Point annotations for photos:
- - -

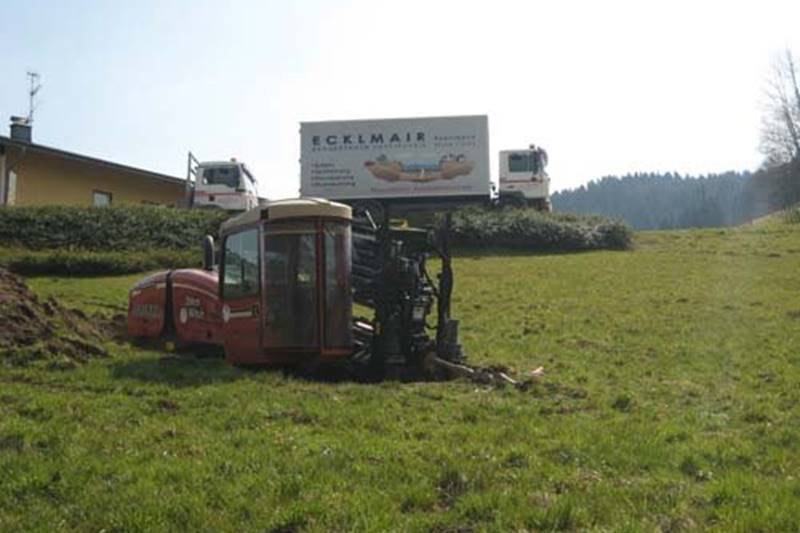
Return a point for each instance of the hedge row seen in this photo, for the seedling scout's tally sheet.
(106, 229)
(528, 229)
(83, 263)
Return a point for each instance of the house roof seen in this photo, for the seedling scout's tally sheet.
(39, 148)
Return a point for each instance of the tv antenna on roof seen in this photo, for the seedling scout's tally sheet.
(34, 86)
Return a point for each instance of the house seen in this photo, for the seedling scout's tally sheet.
(33, 174)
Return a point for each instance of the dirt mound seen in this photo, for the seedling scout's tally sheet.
(34, 329)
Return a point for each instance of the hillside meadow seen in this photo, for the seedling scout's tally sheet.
(670, 403)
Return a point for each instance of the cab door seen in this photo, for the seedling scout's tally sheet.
(241, 296)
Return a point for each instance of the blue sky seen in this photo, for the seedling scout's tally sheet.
(608, 87)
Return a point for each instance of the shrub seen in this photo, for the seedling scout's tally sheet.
(522, 228)
(106, 229)
(84, 263)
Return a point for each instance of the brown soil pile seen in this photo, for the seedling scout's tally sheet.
(33, 329)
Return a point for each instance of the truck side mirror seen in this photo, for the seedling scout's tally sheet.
(208, 253)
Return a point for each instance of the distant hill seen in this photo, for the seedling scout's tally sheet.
(663, 201)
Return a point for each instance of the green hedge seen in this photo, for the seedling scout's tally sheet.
(83, 263)
(793, 215)
(528, 229)
(107, 229)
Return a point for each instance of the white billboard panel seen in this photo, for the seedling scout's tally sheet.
(395, 158)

- - -

What this task involves: Copy the lines above word for word, leaving out the pictures.

Result of this task:
Return a point for each instance of the hedge row seen in this photo, for the seedling scout's tally sheet.
(106, 229)
(528, 229)
(83, 263)
Return a point for each instance of the house roof seen in this photo, for the seedling scout's tally sheet.
(39, 148)
Return a point for each instance of the tv antenna on roof seen in this photo, for the seedling scout's tally sheet.
(34, 86)
Return a point for each instance of the house seen in this photo, for the seedling scout's tally sheet.
(33, 174)
Return a point for each instance of the dirt mound seen in this photo, for the seedling scout's tally sheet.
(34, 329)
Return a point for each instance of the hillside meadow seen in this photo, for the seedling scout's tally sheet.
(670, 403)
Return a point for each instance of the cab door seen in this photo, for the seedling scout's tally sheet.
(241, 296)
Return a point for each instance of the blue sky seen in this photo, for the seedling scout's tally sheet.
(608, 87)
Return a point for each instance of the shrub seen in this photo, for the seedling scout's tally sheet.
(522, 228)
(106, 229)
(84, 263)
Return a point for each instance of the brown soil pile seen in this photo, for the seedling scout's tally sheet.
(33, 329)
Return a point for each instance of the truck side mirror seen in this photo, for the seedling scout's tally sheet.
(208, 253)
Return a point for each instance of the distant hill seen in this photo, for the seedling scout's tally sheet.
(663, 201)
Return a point for each instance of the green hedge seen in this photo, for the seedling scout's tally sheet.
(83, 263)
(793, 215)
(528, 229)
(107, 229)
Return a point for each instance of the white billboard panel seen in this photo, for the seedling scout's tally sheet.
(395, 158)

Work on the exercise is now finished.